### EXCERPTED TEXT
>> Begin

Thirteen players have been waived or released by seven teams since the end of the 2013 NFL Draft but only one team has taken public heat for this action: the New York Jets for releasing Tim Tebow. From the tone of some of the articles on this subject since yesterday, you'd think that the Jets had done something heinous and warranting condemnation. Diving into the comments below each of these articles reveals a frightening amount of vitriol for Rex Ryan and the Jets.

But in this year-long saga, did the team really act in a manner so far out of the norm for the NFL? Let me say upfront that I'm a New York Jets season-ticket holder, so I'm not exactly unbiased. But I think that the facts of the situation in New York exonerate the team from the accusations coming from Tebow's supporters.

>> End

### GIVEN DATA
>> Begin

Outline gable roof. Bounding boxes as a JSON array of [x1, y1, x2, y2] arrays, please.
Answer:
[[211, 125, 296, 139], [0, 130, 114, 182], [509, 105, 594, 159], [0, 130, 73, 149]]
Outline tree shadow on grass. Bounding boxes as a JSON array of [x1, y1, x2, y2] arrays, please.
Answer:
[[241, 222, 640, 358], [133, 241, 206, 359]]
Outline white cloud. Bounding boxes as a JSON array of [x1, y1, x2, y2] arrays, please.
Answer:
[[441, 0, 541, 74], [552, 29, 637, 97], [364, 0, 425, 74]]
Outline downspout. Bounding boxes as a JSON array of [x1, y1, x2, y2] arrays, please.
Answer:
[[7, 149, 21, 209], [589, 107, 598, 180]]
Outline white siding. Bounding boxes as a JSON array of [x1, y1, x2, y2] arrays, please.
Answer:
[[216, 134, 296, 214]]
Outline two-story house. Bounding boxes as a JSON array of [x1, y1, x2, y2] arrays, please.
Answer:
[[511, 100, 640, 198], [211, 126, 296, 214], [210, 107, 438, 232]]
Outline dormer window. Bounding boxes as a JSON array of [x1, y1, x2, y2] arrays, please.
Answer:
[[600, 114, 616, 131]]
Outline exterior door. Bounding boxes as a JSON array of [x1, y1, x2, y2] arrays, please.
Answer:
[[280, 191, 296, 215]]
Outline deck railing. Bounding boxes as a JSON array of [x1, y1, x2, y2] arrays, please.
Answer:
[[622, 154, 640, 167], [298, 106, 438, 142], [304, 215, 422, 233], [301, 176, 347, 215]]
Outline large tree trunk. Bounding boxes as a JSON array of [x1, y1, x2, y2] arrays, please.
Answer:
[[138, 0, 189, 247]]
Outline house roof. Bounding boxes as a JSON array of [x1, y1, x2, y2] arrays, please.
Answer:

>> End

### WHAT TO DO
1 - Copy out the stretch of the records from the line containing "Outline large tree" through the end of the records, reproducing each line without changes.
2 - Continue the article on the Jets' release of Tim Tebow from the point where it stops.

### OUTPUTS BY TASK
1 -
Outline large tree trunk. Bounding boxes as a JSON array of [x1, y1, x2, y2] arrays, please.
Answer:
[[138, 0, 189, 247]]
Outline house roof. Bounding boxes as a JSON array of [x1, y1, x2, y2] arrays, please.
Answer:

2 -
The Jets traded fourth- and sixth-round draft picks to the Denver Broncos in exchange for Tim Tebow and a seventh-round pick in March 2012. The team clearly believed that he had something to offer as a role player. The language of Jets coaches in the aftermath of the trade makes this clear—they had little intention of using him as a starting quarterback. He was to be a jack of all trades: run the wildcat formation, be a punt-protector, and try his hand as a receiver. Even if this trade turned out to be a total bust in hindsight, that doesn't mean it was a bad trade at the time; most late-round picks will never start for their NFL teams. Lower-round picks tend greatly towards speculation on talent and depth—lots of upside for not a lot of risk. This trade fits right into that category.

During last season Tebow appeared in 77 offensive snaps across 11 games; the Jets played him more frequently than nearly any backup quarterback in the league who wasn't filling in due to an injury. This wasn't enough for many of his supporters: They wanted him to start, but Rex Ryan and the Jets were seen as preventing that from happening. Is it possible that Ryan didn't start Tebow because he doesn't like him? Perhaps. Is it more likely that there's a football-related reason involved? Yes, because when the Jets signed Tim Tebow they did not anticipate one key thing: He's terrible in practice.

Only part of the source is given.